Records from a dataset:
------------------------

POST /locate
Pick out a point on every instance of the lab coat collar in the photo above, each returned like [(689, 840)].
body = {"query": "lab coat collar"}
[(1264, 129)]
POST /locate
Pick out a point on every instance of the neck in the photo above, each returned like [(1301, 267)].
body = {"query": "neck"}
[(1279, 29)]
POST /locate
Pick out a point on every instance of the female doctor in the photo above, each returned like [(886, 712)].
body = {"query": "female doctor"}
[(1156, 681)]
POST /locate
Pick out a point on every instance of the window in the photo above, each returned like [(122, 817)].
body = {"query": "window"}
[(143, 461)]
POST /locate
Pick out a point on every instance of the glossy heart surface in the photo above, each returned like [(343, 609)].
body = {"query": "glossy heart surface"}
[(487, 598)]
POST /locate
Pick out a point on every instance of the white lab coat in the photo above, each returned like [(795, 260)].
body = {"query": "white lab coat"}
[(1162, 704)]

------------------------

Return, from the data above, each line in which the string "point" appears.

Task result:
Pick out a point on every instance of the lab coat collar in the photo above, each returned like [(689, 840)].
Pick out a point on every instance of the neck in the photo above, each returned like [(1301, 267)].
Pick out a point on every instance of the female doctor in the photo above, each returned like [(886, 712)].
Pick out a point on every instance of the window in the photo above, each returned like [(122, 817)].
Pick out a point on every instance of the glossy heart surface in the photo above, each returned like [(343, 609)].
Pick out a point on every instance of the white lab coat in the photo above, each returned like [(795, 260)].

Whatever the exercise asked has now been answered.